**Given passage**:
As Kiska referred the bill back to parliament “as a whole”, the legislators could make no more changes to the legislation, the TASR newswire wrote. Instead, they were only able to approve the bill again or not.
“Sending the bill back to parliament provides room for professional discussion and reconsideration of all aspects of the bill in such a way that the final solution would be advantageous for all parties interested,” Kiska said as an explanation of his veto early in March. He also argued, as quoted by the SITA newswire, that the draft bill lacked a proper analysis, financial impact and some provisions are unclear.
Work on the amendment took two years, and it will introduce clarity to fees at doctor’s offices, Health Minister Viliam Čislák said on March 11. “I want to emphasise that we’ve drawn up this bill based on input and requests from patients, minister said. “They wanted to be clear on fees, on what they are and aren't supposed to pay for. I take exception to the patient’s being a hostage between a health insurer and a care provider."
The governing Smer party is now reluctant to admit it has erred in introducing the bill, independent MP Viliam Novotný said. “The bill was designed to bring order into the fees, yet it results in an even bigger chaos. It’s not scrapping fees, it’s just changing their names," he said, as quoted by TASR.
Under the bill, administrative fees such as those for prescriptions and filling out sick leaves for patients would be banned. It was the cancellation of the fee for fixed-term, priority appointments in particular that has stirred up public discontent because many patients have availed themselves of this option, as opposed to showing up at offices and waiting.
Analysts at the INEKO think-tank and Health Policy Institute opined for the Sme daily that these fees will probably continue to be paid – but rather unofficially.

**Dataset extract**:
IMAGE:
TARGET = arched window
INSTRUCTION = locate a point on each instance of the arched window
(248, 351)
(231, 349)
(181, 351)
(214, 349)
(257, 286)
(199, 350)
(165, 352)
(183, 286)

**Task to carry out**:
Quote everything in the passage on the Slovak health fee bill from "The governing Smer" down to "but rather unofficially.". This material was taken from a separate source.

**Task result**:
The governing Smer party is now reluctant to admit it has erred in introducing the bill, independent MP Viliam Novotný said. “The bill was designed to bring order into the fees, yet it results in an even bigger chaos. It’s not scrapping fees, it’s just changing their names," he said, as quoted by TASR.
Under the bill, administrative fees such as those for prescriptions and filling out sick leaves for patients would be banned. It was the cancellation of the fee for fixed-term, priority appointments in particular that has stirred up public discontent because many patients have availed themselves of this option, as opposed to showing up at offices and waiting.
Analysts at the INEKO think-tank and Health Policy Institute opined for the Sme daily that these fees will probably continue to be paid – but rather unofficially.